Collected data entries
::::::

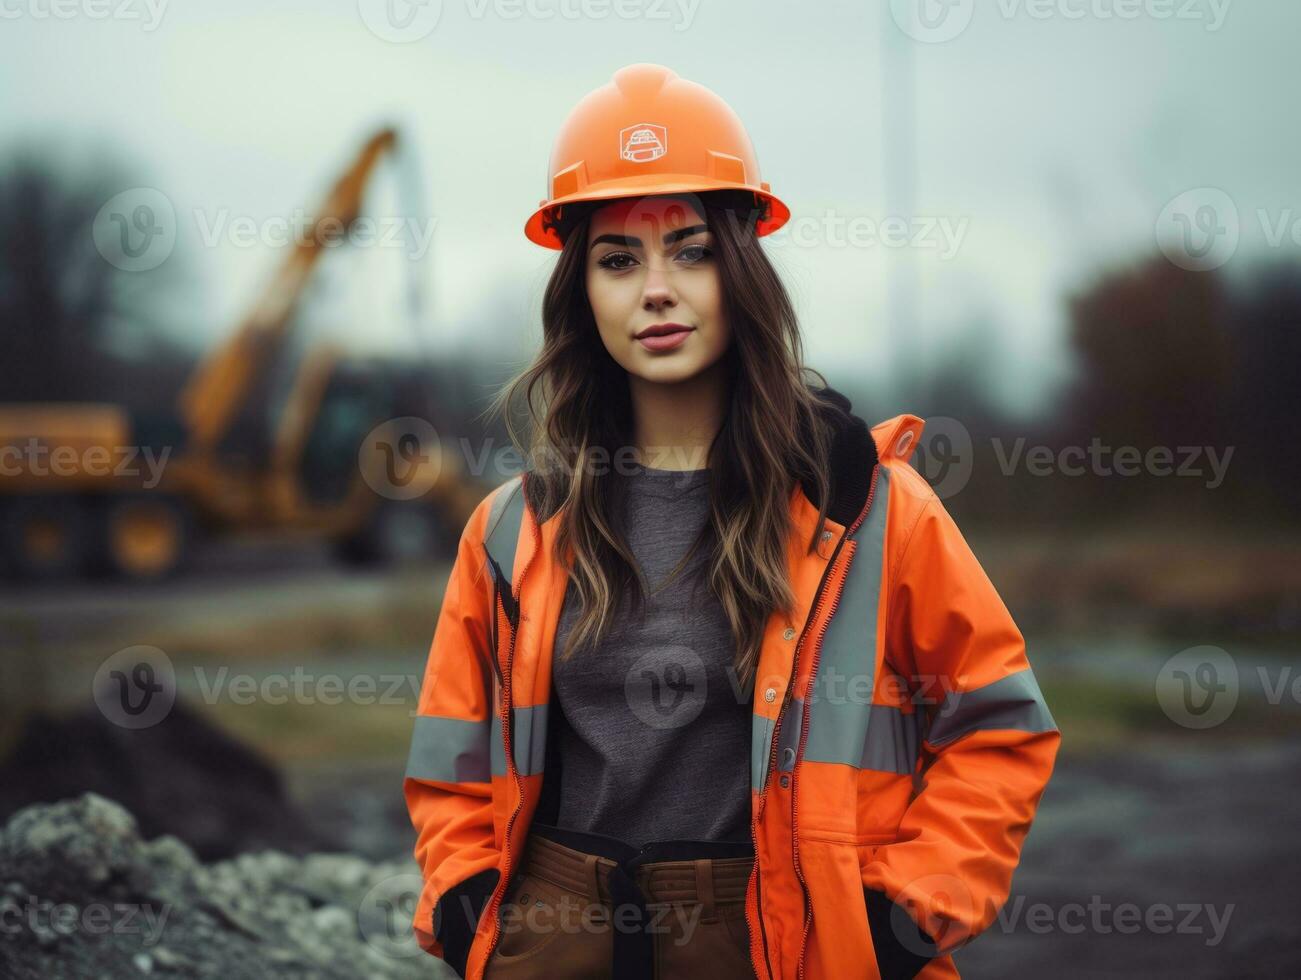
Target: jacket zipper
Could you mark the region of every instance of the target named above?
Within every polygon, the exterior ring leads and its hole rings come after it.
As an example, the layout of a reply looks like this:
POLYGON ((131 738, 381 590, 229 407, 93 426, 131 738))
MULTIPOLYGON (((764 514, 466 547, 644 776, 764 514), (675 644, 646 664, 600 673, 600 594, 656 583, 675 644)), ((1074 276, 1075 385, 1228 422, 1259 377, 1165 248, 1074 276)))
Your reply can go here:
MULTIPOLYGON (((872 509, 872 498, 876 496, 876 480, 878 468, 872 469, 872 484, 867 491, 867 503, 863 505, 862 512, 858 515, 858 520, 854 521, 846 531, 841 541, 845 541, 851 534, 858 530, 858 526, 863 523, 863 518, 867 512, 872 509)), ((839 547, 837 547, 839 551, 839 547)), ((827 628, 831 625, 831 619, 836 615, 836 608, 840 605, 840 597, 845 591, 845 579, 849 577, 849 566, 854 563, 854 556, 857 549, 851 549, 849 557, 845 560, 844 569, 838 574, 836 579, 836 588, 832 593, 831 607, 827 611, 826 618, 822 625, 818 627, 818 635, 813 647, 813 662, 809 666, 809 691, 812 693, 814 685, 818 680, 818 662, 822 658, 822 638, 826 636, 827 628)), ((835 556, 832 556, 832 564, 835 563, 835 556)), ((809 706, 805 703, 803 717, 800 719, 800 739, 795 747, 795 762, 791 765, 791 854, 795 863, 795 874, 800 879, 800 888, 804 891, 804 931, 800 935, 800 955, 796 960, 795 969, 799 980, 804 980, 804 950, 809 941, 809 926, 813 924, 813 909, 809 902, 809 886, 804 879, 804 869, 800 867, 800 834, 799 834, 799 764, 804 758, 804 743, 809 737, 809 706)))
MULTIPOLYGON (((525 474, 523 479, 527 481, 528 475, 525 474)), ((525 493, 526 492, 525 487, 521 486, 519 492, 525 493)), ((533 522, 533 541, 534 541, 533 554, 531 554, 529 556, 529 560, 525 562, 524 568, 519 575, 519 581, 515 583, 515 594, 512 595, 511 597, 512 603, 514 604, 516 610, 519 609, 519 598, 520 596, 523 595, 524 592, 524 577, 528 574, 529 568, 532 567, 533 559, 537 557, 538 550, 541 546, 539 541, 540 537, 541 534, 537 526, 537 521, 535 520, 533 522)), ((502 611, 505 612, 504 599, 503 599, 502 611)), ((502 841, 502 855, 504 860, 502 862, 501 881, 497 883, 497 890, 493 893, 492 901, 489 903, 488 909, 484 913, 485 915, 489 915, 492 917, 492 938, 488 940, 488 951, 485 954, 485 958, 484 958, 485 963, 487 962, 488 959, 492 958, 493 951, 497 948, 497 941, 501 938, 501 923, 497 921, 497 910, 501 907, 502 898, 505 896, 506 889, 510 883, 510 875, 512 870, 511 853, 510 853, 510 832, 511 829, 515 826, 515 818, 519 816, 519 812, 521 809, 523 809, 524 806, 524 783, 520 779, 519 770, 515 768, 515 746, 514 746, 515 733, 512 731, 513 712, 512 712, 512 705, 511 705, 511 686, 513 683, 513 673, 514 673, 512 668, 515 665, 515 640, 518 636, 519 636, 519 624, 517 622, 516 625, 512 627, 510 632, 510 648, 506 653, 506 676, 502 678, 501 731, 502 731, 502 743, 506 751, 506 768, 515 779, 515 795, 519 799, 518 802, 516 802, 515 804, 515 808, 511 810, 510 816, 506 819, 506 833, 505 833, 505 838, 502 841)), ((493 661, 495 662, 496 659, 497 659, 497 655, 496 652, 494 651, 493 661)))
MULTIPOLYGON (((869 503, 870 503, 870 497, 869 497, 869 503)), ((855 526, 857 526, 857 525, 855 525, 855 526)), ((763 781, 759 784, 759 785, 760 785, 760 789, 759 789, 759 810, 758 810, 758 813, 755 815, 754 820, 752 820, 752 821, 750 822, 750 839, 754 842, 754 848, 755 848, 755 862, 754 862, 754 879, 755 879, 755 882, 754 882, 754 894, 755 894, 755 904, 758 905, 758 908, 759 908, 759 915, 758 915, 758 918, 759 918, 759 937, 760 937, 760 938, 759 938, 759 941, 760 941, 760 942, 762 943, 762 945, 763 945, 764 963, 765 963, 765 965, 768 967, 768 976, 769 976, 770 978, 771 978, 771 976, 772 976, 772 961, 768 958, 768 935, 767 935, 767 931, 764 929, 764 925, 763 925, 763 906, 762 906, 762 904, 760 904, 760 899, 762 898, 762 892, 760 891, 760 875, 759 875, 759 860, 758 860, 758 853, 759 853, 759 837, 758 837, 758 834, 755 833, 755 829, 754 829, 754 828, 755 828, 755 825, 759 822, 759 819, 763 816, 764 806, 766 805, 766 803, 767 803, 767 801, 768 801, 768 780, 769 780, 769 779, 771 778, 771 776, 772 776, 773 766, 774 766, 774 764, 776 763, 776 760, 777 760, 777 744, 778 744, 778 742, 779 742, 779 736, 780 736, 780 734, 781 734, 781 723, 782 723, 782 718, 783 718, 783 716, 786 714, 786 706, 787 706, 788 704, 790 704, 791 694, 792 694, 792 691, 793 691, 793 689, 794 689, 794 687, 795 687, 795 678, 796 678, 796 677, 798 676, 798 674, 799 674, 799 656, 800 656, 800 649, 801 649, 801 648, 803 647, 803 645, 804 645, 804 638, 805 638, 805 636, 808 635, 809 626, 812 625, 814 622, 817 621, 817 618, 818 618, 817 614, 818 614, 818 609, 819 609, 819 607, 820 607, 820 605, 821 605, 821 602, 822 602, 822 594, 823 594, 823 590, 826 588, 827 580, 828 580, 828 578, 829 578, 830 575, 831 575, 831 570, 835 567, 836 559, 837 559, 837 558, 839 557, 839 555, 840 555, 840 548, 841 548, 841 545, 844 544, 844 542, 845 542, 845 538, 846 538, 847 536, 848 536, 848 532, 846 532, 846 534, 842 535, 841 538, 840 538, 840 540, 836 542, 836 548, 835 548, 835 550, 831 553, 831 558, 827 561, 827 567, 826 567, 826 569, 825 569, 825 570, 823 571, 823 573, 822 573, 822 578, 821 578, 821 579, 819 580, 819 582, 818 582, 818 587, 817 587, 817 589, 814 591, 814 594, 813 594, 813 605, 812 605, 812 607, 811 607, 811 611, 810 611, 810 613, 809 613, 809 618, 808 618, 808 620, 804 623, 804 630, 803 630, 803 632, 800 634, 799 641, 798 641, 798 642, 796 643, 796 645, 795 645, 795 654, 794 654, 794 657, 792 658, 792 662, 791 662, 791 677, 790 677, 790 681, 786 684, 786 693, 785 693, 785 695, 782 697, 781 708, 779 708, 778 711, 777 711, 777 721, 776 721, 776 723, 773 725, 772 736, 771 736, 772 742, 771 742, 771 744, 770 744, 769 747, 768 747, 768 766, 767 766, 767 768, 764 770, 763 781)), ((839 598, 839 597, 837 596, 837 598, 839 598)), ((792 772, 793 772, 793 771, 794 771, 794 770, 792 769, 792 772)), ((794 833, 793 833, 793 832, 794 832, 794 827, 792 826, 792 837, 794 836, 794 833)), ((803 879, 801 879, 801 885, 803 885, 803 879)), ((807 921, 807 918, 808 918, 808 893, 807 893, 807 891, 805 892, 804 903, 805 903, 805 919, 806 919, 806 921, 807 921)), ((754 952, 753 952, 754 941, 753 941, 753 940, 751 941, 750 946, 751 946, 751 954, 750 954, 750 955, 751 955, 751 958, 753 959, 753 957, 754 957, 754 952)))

::::::

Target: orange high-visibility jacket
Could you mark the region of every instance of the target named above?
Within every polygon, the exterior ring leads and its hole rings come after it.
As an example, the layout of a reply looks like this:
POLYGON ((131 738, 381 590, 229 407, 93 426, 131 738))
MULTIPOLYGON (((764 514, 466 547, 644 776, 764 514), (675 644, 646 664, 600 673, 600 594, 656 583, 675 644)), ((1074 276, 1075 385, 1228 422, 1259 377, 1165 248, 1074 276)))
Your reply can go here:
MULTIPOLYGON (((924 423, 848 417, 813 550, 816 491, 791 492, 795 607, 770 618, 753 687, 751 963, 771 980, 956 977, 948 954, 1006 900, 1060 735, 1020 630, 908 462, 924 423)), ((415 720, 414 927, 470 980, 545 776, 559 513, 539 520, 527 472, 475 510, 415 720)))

::::::

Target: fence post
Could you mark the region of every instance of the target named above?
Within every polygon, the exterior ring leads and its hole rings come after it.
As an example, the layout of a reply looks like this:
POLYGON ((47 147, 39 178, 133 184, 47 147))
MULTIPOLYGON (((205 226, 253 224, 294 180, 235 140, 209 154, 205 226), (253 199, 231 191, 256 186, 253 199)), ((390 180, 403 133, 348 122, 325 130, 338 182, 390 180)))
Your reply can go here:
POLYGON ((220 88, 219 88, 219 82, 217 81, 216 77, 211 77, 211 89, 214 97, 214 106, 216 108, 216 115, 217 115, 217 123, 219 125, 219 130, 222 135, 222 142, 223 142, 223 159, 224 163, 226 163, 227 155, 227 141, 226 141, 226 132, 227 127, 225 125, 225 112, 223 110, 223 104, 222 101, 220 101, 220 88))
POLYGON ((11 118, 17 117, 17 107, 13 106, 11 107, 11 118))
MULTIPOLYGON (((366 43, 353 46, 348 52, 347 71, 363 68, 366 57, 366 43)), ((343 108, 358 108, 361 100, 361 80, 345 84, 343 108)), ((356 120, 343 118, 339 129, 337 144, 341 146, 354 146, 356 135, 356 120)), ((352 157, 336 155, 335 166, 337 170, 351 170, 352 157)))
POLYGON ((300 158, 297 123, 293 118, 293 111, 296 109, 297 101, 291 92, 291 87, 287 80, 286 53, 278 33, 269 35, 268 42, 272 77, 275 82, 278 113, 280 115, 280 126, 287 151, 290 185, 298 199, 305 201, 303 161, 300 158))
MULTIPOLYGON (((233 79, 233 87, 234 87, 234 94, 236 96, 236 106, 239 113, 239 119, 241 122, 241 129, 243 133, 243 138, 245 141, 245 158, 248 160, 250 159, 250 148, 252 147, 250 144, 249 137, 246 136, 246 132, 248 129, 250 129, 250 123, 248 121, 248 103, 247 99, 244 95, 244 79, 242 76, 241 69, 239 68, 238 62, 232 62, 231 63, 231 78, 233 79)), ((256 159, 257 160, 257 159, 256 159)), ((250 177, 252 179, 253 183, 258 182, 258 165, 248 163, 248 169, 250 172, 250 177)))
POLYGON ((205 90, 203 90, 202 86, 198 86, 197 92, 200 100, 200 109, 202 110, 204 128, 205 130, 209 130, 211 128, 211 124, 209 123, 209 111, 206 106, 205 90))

::::::

Work required: Look back at the data above. Transcribe exactly the lines starting at the line that contains "POLYGON ((47 147, 39 178, 133 184, 47 147))" and ending at the line that contains "MULTIPOLYGON (((205 226, 253".

Your response:
POLYGON ((47 147, 39 178, 133 184, 47 147))
MULTIPOLYGON (((205 226, 253 224, 294 180, 235 140, 209 154, 205 226), (253 199, 231 191, 256 186, 253 199)), ((390 180, 403 133, 348 122, 325 130, 338 182, 390 180)))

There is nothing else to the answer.